═════ Отрывок текста ═════

Два часа пролетели словно одно мгновение. Нас накрыла светлая и теплая волна, от которой не хотелось никуда уходить.

Так душа прикасается к вечности. И уже никакие мудрецы века сего не могут тебя убедить в том, что мир – это всего лишь материя, простое коловращение живого и мертвого вещества.

«Мир ангелов, мир духовный, значительно ближе, чем расстояние вытянутой руки, – скажет мне позже удивительный человек и гениальный ученый Б.В. Раушенбах. И добавит: – Это я как математик вам говорю…»

* * *

Мы не увидели на острове никаких особых чудес.

Когда мы стали передавать поклон от матери Марии, старец прервал нас:

«Знаю, знаю. Это сестра московского хормейстера».

И слово в слово пересказал ее историю про кота Липуню.

Когда мы заговорили о том, что желаем бросить кино, потому что в нем много тщеславия и соблазнов, он воскликнул:

«Ни в коем случае! Обычные рабочие тоже тщеславятся и соблазняются. И шоферы спиваются… А кино – искусство, оно должно служить красоте!»

Он взял нас за руки, как детей, подвел к настенной росписи, где был изображен Вход Господень в Иерусалим:

«Если бы не было искусства, как бы мы увидели все это?.. Правда, я смотрю и, грешным делом, думаю не о величии события, не о том, что Царь Небесный входит в Иерусалим, а о том, что ослик-то молодой, на нем никто никогда не ездил, и сразу такое бремя на себя взял – Создателя мира!.. Мне ослика очень жалко».

Потом, месяца через два, приятель скажет мне:

«Молодые ослы – это мы!»

А я-то думаю, что ослы – это все наше поколение последних христиан. Мы берем на свои плечи великое бремя христианства и гордимся тем, что мы не такие, как все. Мы с некоторым презрением поглядываем на тех, кто не верит или верит несколько иначе. Мы считаем, что вера – это только приятные и легкие ощущения, но забываем о том, что она – пожигающий все огонь совести, что это непосильный труд над собой, когда приходится отслеживать и очищать каждую мысль, каждое движение сердца.

А кто может сказать, что его чувства и мысли чисты и светлы?

* * *

…Ты посеял покой, а пожал бурю. Ты жаждал радости, а пил горечь. Ты надеялся, что душа твоя достигнет райской пристани, а она погрузилась в пучины ада.

═════ Исходные данные ═════

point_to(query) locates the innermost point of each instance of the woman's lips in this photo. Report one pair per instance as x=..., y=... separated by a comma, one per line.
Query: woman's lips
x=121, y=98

═════

## Задания
(A) Что было изображено на настенной росписи, к которой старец подвел гостей в отрывке о старце?
(B) Пожалуйста, допишите следующую часть отрывка о старце, начиная сразу после его последнего предложения.

## Ответы
(A) Вход Господень в Иерусалим.

(B)
И ум и сердце твои оказались в пылающем огне, и не было от него избавления.

Тогда ты спросил старца:

«Отчего на земле правит несправедливость – грешники превозносятся и благоденствуют, а праведники пребывают в поругании и нищете? Почему влюбленные не находят ответа и чистые сердцем живут в боли и страдании? Почему в доме крадущих всегда благополучие и праздник, а у порога честного труженика сидит нужда? И отчего огонь внутри, шум и вихрь сомнений, вместо того чтобы наступил долгожданный покой?»

Был мне ответ такой:

«Умей радоваться, когда тебя преследуют житейские неудачи; искренне лобызай свои скорби и сердечную боль; радуйся, когда тебя весь мир отвергает; радуйся всему тому, от чего другие плачут – от утраты, бедности, одиночества. Потеряв здесь, ты во сто крат приобретешь там.

Ты должен переплавиться, совершенно перемениться»…

* * *

На крыльях мы возвращались с острова на большую землю и еще много дней провели в молчании, чтобы не погасить огонь, который горел в наших сердцах.

Мир окрасился в яркие тона, любовь захватывала дух и распространяла свои объятия на всех без исключения, вера была живой и несомненной, а молитва белой птицей взмывала ввысь, питаясь сладчайшими плодами из райского сада.

Ах, если бы сохранить тот огонь на всю оставшуюся жизнь!

Но где он теперь?..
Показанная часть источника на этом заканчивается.